### Reading text
Pastor Green spent a short time in prison but was then released. If convicted, Pohjola and Räsänen could face up to two years in prison. In today’s West, including Europe and North America, there are many other examples of people being sanctioned for expressing their traditional religious faith.
As the West becomes increasingly godless, the dogma of relativism is developing, hardening, and gaining in popularity to the point that politicians, even in the more religious United States, believe an anti-religious freedom stance will gain them votes among undecided swing voters in the political center. In 2019, Beto O’Rourke, a contender for the Democratic presidential nomination from the conservative state of Texas, said churches and religious institutions that oppose same-sex marriage should lose their tax-exempt status, which at the very least would severely restrict their ability to operate as they currently do. Ominously, he explained, “we are going to stop those who are infringing upon the human rights of our fellow Americans.”
During the confirmation hearing in 2017 of Amy Coney Barrett, now a Supreme Court Justice but at the time a nominee for U.S. Circuit Court Judge, several senators expressed concern about her appointment because she was a believing Catholic. They feared that her faith might especially influence her rulings on abortion and same-sex marriage. Senator Dianne Feinstein put it most bluntly when she said: “Your dogma lives loudly within you.”

### Task set
A: Return the passage on religious freedom word for word, from "Pastor Green spent" to "traditional religious faith.", inclusive.
B: Resume the passage on religious freedom, starting right after its final sentence.

### Recorded information
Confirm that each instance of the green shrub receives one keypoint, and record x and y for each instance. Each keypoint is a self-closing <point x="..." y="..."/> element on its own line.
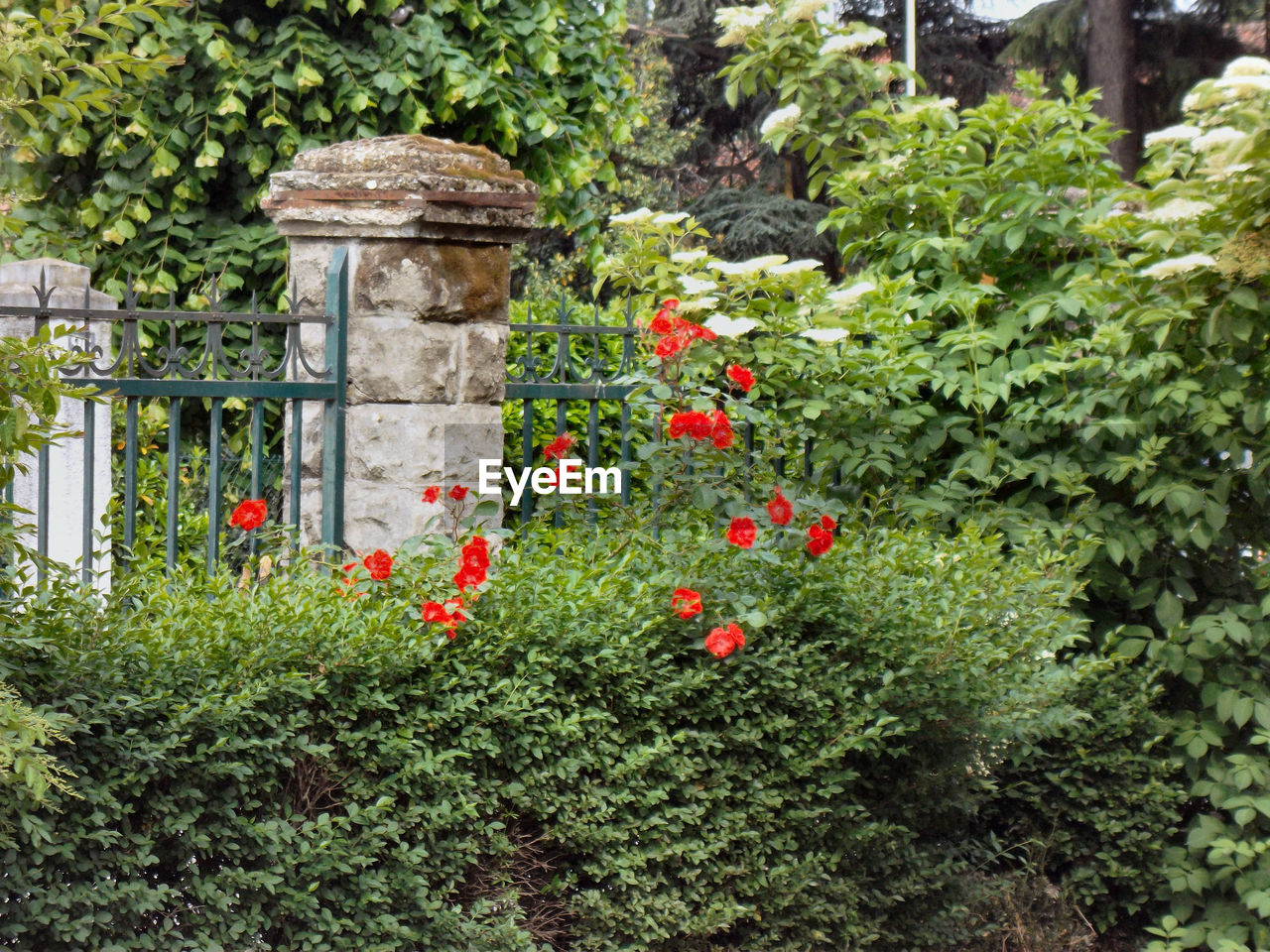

### Task-by-task answers
A:
Pastor Green spent a short time in prison but was then released. If convicted, Pohjola and Räsänen could face up to two years in prison. In today’s West, including Europe and North America, there are many other examples of people being sanctioned for expressing their traditional religious faith.

B:
Before our very eyes, we are witnessing how the relativistic celebration of diversity is turning increasingly clearly against religious freedom in the West. And it must be so. Celebrating diversity for diversity’s sake, regardless of the nature and content of the diverse beliefs we are supposedly celebrating, is sometimes done even by advocates for religious freedom. But this is a mistake. Celebrating diversity for its own sake cannot but lead to intolerance to all who oppose ‘diversity’ as defined by the relativists. If liberty is founded upon relativism, then everything—such as orthodox Christianity, Judaism and Islam—that is based on a belief in objective truth and in non-negotiable obligations that arise out of that truth is utterly anti-liberty and justly to be suppressed.
And it gets worse than that. If diversity is all that counts, and if it is an active good to believe that truth is something that can be freely chosen, then only raw power remains. Those who are weak and powerless will not be able to exercise their so-called right to choose; they will be shunted aside at the whim of the powerful. Pope John Paul II called this by name: the culture of death. The phony tolerance of relativism must inexorably and unavoidably translate in practice into what it really is: the most implacable, ferocious intolerance.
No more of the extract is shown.